*出題一覧:*
**a)** 納骨堂についての本文を二文でまとめてください。
**b)** 納骨堂についての本文を、最後の文に続けて書き進めてください。

近年、実家のお墓が維持できない、都内で入れるお墓が不足しているなど、人口の都市流入問題が先祖代々のお墓の管理にも影響を及ぼしています。そうした中で、都市部では納骨堂をお墓として利用するケースが増えています。
納骨堂は都会のビルの室内に遺骨を納めるという、従来の屋外のお墓の代わりになる施設です。アクセスの良い立地で気軽にお墓参りに出掛けられるなど、さまざまなメリットがあります。
今回は、都市部在住のために地方のお墓参りが難しくなった人たちが、納骨堂を選ぶ理由とそのメリット、さらに豪華な建物や施設で注目される高級納骨堂についてご紹介します。

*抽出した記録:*
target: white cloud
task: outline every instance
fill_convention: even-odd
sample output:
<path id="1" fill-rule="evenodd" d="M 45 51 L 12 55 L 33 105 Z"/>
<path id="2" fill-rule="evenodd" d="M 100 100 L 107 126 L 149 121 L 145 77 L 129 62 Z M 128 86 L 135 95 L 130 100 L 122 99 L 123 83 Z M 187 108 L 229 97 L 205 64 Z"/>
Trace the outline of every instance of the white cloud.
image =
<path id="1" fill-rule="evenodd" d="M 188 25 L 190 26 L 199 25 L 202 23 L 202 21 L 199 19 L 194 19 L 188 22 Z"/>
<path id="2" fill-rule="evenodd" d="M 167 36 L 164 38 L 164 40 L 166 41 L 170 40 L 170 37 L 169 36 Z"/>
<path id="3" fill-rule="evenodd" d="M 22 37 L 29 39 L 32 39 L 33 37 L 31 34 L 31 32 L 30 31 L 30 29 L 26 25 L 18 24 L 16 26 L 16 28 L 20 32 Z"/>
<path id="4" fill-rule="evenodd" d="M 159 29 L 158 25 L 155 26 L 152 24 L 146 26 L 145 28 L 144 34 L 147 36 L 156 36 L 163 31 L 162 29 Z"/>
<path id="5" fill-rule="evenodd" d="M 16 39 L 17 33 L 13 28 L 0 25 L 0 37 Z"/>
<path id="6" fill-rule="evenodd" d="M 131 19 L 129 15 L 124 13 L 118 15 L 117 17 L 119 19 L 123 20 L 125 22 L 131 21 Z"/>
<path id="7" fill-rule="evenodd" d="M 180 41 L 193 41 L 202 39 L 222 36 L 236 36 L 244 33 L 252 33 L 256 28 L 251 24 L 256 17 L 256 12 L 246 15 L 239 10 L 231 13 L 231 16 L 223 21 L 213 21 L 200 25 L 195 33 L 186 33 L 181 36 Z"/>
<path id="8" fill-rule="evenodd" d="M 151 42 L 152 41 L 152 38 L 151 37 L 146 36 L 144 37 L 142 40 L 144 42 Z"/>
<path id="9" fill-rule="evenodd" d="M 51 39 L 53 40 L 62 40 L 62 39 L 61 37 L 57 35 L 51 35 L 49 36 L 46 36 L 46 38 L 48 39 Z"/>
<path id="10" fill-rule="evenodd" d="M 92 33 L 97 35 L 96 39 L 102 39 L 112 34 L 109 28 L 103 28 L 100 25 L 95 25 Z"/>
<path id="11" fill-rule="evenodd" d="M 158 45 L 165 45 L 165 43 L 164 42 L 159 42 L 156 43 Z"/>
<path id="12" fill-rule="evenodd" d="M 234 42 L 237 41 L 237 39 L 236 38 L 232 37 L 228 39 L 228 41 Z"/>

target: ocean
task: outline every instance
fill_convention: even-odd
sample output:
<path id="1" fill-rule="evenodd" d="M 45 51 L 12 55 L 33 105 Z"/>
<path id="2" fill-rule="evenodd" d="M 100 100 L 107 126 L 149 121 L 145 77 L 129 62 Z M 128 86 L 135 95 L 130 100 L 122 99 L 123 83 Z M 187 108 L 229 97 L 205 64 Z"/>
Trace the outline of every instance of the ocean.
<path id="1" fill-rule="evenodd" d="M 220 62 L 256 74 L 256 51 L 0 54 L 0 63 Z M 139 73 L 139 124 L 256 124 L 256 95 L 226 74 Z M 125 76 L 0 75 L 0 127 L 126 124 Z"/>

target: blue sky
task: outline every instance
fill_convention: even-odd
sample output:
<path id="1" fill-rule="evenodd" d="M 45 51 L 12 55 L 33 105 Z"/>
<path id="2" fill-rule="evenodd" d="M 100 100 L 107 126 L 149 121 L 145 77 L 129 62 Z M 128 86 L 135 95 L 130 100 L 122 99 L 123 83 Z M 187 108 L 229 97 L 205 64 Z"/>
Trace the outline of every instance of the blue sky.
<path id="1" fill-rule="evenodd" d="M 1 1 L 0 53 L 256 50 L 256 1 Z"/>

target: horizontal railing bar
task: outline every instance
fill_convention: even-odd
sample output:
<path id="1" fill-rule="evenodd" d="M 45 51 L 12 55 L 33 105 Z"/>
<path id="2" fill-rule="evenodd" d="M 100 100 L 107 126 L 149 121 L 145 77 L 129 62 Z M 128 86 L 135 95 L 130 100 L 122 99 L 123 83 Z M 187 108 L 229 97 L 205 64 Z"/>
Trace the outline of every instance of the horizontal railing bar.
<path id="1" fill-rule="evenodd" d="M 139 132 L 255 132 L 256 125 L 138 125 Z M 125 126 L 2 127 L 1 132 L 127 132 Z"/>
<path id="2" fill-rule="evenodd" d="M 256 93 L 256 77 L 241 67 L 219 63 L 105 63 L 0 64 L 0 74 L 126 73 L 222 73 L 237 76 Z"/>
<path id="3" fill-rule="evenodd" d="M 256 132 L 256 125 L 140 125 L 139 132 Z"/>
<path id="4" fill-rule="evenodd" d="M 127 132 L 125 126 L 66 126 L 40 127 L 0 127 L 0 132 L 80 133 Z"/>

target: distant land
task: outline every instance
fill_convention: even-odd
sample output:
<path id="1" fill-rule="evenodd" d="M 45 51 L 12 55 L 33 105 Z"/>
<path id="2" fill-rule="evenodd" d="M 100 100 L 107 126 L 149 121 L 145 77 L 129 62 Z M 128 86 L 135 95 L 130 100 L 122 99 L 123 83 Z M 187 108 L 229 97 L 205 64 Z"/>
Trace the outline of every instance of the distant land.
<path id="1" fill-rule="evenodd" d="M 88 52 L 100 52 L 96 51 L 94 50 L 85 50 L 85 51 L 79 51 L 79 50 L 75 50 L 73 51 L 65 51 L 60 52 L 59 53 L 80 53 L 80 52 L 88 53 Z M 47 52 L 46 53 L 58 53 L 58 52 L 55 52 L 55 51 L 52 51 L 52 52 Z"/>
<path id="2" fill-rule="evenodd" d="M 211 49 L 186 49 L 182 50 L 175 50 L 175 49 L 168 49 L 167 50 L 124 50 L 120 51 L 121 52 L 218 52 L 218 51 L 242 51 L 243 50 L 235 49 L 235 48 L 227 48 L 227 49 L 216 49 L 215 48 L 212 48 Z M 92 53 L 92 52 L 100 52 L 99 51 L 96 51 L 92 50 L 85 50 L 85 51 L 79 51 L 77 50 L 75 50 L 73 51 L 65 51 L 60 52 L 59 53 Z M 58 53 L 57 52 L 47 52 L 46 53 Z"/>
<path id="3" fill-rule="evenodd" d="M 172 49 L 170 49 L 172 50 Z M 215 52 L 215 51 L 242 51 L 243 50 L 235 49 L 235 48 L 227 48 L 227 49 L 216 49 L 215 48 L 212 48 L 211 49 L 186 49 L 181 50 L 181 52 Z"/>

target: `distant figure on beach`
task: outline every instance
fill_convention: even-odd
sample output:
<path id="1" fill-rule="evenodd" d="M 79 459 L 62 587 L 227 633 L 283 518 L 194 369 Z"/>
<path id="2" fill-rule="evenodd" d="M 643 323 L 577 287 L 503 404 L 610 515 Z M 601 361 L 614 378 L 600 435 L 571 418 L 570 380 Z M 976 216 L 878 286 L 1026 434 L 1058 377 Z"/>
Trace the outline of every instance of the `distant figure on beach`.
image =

*課題の解答:*
**a)** 人口が都市に集まった影響で、実家のお墓を維持できなかったり都内で入れるお墓が足りなかったりする問題が起き、都市部では納骨堂をお墓として使う人が増えています。納骨堂はビルの室内に遺骨を納める、屋外のお墓の代わりになる施設で、アクセスの良い場所で気軽にお墓参りに行けるなどの良さがあります。

**b)**
無縁仏の供養から現代型お墓への進化
もともと納骨堂は、貴族や豪族など高貴な人たちの遺骨を納める施設として発展しました。日本では、庶民は土葬の習慣が続いていたため、無縁仏のように行き場のない遺骨を埋葬するほかは、一般には納骨堂はあまりなじみがないものでした。
現在のような納骨堂といわれるタイプの施設が誕生したのは比較的最近のことです。戦後、社会が大きく変わり、仕事で都市部に暮らす人の増加や核家族化が進むと都市部で生活の基盤を持ちながら、地方の実家の墓を守るという生活は難しくなってきました。
そこで、都市部の寺院などで気軽にお墓参りがしやすいように納骨堂を運営するところが増えてきたのです。
納骨堂のメリット
納骨堂には、次のようなメリットがあります。
管理を任せられる
管理はすべて納骨堂の管理者が行います。そのため、お墓の拭き掃除や敷地内の掃き掃除はもちろん、墓石を修理するといった手間やコストが不要です。
いつでも気軽にお墓参りができる
納骨堂は屋内にあるので、天候に関係なく気軽に参拝できます。また、納骨堂にはお花や線香などが用意されているので、お墓参りの道具を持っていく必要もありません。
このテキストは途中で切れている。